## Task instructions
Copy everything from the line containing "Tag each instance of the dark green" down to the end of the entries, changing "dense bush" to "thick shrub" and leaving all else as it is.

■ ■ ■ ■ ■

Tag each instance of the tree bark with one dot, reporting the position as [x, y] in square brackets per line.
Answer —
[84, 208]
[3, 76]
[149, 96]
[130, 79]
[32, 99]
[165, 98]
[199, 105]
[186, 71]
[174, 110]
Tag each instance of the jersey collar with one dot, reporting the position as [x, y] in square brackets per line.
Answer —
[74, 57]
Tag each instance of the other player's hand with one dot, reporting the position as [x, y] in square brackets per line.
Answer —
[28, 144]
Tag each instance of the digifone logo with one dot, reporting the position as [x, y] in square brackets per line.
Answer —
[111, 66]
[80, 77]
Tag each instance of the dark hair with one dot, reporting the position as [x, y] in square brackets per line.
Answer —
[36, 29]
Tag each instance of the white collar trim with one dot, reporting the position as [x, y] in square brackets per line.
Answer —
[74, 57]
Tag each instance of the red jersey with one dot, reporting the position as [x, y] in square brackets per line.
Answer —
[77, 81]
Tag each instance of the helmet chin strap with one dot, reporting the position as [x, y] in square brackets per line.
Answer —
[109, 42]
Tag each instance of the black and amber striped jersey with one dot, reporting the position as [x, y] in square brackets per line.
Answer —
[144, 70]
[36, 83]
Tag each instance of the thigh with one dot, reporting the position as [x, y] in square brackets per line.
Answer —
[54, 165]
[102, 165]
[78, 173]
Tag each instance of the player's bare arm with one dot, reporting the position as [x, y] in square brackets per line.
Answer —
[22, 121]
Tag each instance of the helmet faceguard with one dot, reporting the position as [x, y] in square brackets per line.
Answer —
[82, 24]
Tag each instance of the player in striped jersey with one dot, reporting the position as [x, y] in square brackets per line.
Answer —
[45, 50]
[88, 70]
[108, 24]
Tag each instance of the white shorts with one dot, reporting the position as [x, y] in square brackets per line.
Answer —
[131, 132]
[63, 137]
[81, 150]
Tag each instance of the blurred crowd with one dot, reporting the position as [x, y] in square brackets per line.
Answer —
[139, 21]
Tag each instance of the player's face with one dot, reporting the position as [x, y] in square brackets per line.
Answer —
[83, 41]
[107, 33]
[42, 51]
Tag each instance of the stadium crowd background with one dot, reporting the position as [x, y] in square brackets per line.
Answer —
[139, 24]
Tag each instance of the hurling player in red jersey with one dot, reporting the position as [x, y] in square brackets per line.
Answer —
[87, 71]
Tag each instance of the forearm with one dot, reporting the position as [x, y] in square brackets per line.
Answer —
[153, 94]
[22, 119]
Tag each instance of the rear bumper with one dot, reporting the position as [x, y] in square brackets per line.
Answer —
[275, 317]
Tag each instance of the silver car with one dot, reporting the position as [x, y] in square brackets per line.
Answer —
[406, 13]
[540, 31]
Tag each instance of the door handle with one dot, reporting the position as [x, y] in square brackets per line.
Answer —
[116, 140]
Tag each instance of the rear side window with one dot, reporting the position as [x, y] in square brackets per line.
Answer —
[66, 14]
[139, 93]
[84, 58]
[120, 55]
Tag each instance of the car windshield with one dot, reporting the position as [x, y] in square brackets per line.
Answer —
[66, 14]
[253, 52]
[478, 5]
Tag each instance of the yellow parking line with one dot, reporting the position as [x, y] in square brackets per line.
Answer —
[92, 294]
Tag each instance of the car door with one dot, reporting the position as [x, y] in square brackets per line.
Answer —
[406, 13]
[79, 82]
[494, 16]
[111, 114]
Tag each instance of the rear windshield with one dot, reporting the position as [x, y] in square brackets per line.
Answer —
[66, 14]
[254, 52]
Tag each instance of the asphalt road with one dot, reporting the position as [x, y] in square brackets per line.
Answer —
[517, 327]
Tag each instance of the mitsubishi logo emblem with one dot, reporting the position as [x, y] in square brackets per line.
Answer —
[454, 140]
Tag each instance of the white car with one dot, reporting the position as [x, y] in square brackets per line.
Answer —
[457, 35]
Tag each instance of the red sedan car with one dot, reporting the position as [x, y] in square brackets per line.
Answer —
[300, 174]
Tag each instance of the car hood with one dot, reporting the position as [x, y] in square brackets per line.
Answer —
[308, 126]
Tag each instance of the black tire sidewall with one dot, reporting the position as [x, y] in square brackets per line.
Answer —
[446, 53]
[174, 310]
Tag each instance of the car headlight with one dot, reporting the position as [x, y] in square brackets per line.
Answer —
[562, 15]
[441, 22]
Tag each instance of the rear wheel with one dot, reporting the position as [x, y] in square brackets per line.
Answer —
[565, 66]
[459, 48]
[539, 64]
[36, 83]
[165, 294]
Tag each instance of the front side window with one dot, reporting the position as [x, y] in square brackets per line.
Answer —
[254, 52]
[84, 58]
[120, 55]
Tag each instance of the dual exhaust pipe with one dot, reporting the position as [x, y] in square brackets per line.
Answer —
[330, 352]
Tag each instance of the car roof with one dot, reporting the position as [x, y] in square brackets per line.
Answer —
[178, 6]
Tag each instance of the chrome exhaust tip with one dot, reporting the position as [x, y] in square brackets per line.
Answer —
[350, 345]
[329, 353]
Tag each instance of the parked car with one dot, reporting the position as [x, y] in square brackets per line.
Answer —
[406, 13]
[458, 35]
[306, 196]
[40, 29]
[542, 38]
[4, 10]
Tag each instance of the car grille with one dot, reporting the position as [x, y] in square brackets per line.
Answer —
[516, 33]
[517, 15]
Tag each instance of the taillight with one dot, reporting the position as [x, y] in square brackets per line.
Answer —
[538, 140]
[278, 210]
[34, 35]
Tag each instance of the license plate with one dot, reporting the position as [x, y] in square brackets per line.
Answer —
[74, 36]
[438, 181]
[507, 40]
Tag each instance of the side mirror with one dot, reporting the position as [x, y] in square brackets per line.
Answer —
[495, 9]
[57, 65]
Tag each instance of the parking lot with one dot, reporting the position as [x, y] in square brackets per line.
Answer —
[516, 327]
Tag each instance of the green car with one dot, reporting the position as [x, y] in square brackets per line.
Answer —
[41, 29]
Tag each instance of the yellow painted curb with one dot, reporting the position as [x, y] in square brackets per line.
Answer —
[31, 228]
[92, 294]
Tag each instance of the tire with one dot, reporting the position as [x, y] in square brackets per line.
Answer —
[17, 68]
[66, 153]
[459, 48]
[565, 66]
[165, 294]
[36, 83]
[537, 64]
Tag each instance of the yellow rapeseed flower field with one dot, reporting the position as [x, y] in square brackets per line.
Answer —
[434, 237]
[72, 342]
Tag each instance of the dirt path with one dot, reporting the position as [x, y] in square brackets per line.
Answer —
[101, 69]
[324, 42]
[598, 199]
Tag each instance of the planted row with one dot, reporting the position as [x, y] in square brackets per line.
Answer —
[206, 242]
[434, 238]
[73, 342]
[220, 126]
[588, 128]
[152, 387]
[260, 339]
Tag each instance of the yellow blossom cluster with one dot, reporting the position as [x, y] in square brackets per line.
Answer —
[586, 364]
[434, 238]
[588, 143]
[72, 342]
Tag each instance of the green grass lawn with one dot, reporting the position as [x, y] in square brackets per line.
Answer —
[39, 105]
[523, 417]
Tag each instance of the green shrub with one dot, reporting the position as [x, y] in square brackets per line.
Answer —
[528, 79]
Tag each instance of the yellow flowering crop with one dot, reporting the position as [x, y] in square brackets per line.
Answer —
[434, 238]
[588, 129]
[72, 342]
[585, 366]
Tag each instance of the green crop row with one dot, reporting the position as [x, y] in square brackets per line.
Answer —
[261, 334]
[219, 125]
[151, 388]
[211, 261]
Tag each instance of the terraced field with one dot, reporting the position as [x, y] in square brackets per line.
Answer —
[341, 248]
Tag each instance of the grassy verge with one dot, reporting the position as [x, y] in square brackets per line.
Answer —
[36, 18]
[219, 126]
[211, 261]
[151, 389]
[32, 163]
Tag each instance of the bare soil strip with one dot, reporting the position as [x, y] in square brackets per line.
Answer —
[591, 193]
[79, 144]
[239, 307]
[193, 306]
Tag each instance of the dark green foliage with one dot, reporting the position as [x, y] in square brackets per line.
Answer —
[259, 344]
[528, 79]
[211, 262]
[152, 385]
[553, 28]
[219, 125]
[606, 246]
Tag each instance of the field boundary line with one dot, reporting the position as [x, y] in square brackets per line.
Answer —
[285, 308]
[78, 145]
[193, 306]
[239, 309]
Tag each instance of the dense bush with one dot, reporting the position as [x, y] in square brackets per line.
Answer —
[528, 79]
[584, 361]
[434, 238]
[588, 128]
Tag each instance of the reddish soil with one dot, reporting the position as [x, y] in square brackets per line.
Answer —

■ ■ ■ ■ ■

## Full solution
Tag each instance of the dark green foliage with one dot, reporting the position as [x, y] in square brackets per line.
Answer —
[259, 344]
[528, 79]
[211, 262]
[152, 385]
[553, 28]
[219, 125]
[606, 246]
Tag each instance of the field boundary line with one dot, reporting the position as [x, y] in square brackets per line.
Answer —
[285, 308]
[78, 145]
[193, 306]
[239, 309]
Tag each instance of the thick shrub with one dot, reporting the position as [x, y] in square brackets per line.
Answer —
[528, 79]
[584, 361]
[434, 238]
[588, 128]
Tag each instance of the reddish soil with one dot, reporting the position as [x, y] in square brackets per line.
Answer —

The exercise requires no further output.